DOCUMENT PASSAGE:
19 Apr What is Peripheral Neuropathy?
Peripheral neuropathy is the medical term used for nerve damage to the peripheral nervous system. This system is comprised of all the nerves in your body except the brain and the spinal cord, which are referred to as the central nervous system.
Peripheral neuropathy has various causes. It could come from repeating the same motions over and over again, which can result in a condition known as carpal tunnel. This is often associated with repetitive motion that comes from typing jobs and factory work, where the same motion is repeated day after day, year after year. It generally takes years for carpal tunnel to develop.
Illnesses can also cause nerve damage. These include:
Guillain-Barre Syndrome, a rare autoimmune disorder in which the immune system attacks the peripheral nervous system
- Myasthenia gravis
- Some types of cancer
- Multiple sclerosis
- Lyme disease
- Amyotrophic lateral sclerosis (known as Lou Gehrig’s disease)
In addition, certain vitamin deficiencies, alcoholism, various medications, and sometimes chemotherapy treatments can result in peripheral neuropathy.
Diabetes is one of the most common causes of peripheral neuropathy, a condition brought on by high glucose levels in the blood that leads to poor circulation and nerve damage. Because of this, persons with diabetes must be extra cautious about taking care of their hands and feet.
Diabetic Foot Issues
With diabetes, the feet are especially susceptible to chronic ulcers and poor healing that arises from long-term peripheral neuropathy. People pay less attention, as a rule, to their feet as they do to their hands, which are visible throughout the day.
Peripheral neuropathy can result in a burning pain in the feet, making it difficult to walk. But over time this also results in numbness. As such, while the feet will have difficulty healing from a wound due to the poor circulation, sores on the feet can go unnoticed for a while because of numbness.
If you have diabetes, check your feet daily for ulcers and sores. Visit a podiatrist regularly to get clinical assessments of your feet and to treat any wounds or ulcers as soon as possible.

EXERCISE BRIEF:
Please list every illness the peripheral neuropathy article names as a cause of nerve damage in its list of illnesses. The material that comes next is not needed.

GIVEN ENTRIES:
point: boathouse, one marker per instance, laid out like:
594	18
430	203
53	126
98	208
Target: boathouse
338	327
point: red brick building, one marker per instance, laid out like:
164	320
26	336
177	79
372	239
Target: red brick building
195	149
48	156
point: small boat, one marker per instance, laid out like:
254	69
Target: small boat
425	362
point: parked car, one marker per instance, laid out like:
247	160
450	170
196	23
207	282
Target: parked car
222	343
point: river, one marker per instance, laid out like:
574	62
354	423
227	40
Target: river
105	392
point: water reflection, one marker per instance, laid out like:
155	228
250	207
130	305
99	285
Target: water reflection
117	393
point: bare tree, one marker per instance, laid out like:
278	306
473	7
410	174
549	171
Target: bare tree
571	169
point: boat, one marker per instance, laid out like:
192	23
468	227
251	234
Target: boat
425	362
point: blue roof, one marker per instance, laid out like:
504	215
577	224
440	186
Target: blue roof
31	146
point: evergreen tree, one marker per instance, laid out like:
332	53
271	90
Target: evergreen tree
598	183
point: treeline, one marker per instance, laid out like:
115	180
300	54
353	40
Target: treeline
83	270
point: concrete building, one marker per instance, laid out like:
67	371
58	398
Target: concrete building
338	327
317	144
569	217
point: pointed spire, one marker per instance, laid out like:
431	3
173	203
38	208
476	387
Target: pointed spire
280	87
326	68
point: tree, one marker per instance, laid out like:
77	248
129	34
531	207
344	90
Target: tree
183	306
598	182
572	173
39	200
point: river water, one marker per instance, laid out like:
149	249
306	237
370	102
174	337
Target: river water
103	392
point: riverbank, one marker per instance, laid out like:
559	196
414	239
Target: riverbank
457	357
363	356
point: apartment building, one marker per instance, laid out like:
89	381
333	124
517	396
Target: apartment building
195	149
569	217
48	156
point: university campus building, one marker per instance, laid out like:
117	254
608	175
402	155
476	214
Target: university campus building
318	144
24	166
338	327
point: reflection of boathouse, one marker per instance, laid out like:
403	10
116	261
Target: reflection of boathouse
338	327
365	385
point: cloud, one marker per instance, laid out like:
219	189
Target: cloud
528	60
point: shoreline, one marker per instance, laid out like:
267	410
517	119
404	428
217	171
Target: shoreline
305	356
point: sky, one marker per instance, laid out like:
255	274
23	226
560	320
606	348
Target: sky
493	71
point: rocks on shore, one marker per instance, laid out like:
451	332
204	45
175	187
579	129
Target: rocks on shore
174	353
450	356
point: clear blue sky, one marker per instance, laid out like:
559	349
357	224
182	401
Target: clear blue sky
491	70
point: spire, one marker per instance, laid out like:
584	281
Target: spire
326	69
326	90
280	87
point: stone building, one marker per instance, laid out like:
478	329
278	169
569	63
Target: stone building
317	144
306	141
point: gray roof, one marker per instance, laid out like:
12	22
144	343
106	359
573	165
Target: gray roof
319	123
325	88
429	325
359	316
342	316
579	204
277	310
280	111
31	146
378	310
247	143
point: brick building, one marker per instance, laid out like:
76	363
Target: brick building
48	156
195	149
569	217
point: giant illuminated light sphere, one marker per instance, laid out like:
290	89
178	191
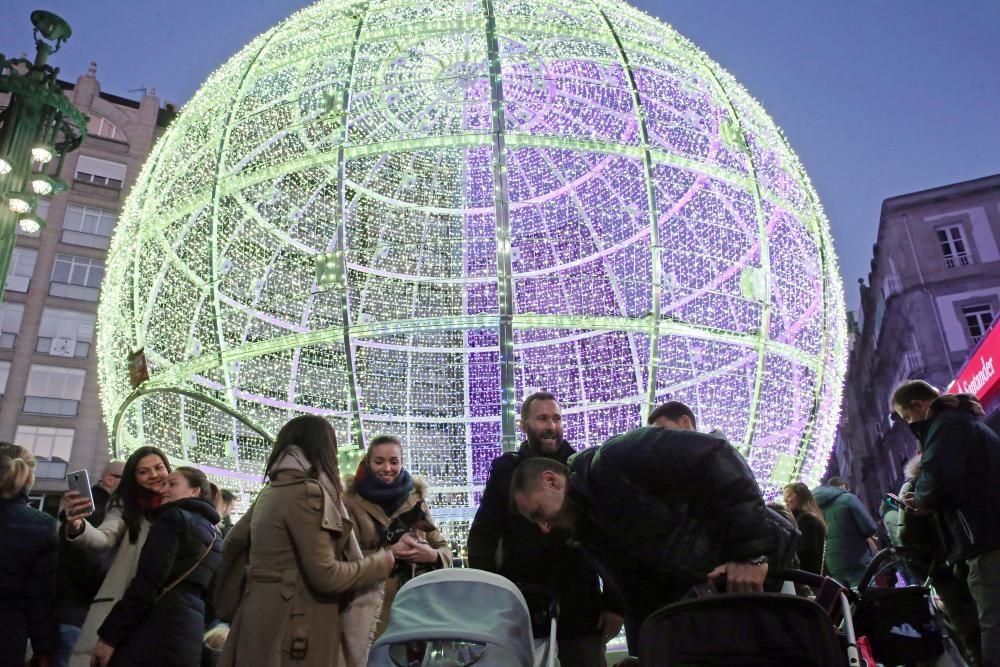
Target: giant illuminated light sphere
407	216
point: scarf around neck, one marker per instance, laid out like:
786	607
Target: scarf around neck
389	496
360	615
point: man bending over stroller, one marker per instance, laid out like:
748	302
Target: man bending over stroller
662	510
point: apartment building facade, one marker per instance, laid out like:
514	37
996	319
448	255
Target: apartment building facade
932	294
48	366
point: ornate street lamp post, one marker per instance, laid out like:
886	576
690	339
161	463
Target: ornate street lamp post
38	126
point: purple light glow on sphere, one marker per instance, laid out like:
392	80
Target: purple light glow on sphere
407	218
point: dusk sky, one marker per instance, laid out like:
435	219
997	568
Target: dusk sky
878	98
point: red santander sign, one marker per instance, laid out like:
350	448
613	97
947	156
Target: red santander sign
980	374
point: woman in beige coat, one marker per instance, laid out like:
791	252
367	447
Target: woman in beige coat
293	579
384	500
125	527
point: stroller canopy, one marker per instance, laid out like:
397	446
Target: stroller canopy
461	604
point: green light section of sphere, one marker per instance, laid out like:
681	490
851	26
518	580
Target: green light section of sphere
405	217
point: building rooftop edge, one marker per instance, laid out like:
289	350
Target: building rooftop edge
941	193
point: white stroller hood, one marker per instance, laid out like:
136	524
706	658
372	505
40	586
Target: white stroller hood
460	604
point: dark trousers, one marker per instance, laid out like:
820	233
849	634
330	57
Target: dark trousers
984	584
960	610
582	652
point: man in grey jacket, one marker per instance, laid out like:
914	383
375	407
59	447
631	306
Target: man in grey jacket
849	531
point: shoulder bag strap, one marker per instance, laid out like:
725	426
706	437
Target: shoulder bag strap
175	582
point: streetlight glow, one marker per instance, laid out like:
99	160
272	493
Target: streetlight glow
41	185
29	224
42	153
19	203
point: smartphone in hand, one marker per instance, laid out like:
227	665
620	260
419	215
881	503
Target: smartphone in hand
79	481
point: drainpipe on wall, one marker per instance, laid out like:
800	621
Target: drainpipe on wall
933	302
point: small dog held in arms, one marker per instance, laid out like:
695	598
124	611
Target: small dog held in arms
412	520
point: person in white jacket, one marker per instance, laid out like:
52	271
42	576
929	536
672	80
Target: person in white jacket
125	526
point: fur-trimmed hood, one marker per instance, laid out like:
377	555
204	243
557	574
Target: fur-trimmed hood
420	487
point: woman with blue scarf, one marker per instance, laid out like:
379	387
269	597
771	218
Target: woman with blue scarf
389	508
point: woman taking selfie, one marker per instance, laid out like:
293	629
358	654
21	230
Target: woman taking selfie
309	596
164	605
386	502
125	527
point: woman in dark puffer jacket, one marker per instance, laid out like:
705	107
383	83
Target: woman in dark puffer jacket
161	618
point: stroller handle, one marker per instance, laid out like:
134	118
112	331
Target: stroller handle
875	566
815	581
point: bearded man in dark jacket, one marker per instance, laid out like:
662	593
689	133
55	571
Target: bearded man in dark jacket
501	541
661	510
959	481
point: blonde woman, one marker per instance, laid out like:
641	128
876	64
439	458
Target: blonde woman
28	557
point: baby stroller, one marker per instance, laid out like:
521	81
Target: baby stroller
901	624
754	629
459	617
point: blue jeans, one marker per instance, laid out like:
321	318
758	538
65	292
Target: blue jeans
68	634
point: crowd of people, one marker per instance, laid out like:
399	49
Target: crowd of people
148	569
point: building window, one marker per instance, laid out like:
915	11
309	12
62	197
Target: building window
47	441
88	226
100	172
102	127
76	277
65	333
22	265
10	323
54	390
977	319
953	246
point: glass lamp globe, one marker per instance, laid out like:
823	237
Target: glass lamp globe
406	218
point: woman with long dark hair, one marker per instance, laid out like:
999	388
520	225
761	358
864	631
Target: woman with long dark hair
309	596
125	527
387	504
164	604
809	517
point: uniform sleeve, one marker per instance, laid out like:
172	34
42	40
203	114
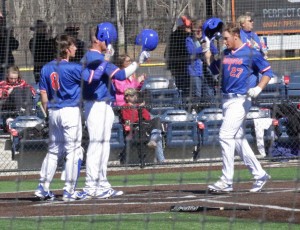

RESPONSE TO THIS TASK:
- Guillain-Barre Syndrome
- Myasthenia gravis
- Some types of cancer
- Multiple sclerosis
- Lyme disease
- Amyotrophic lateral sclerosis (Lou Gehrig's disease)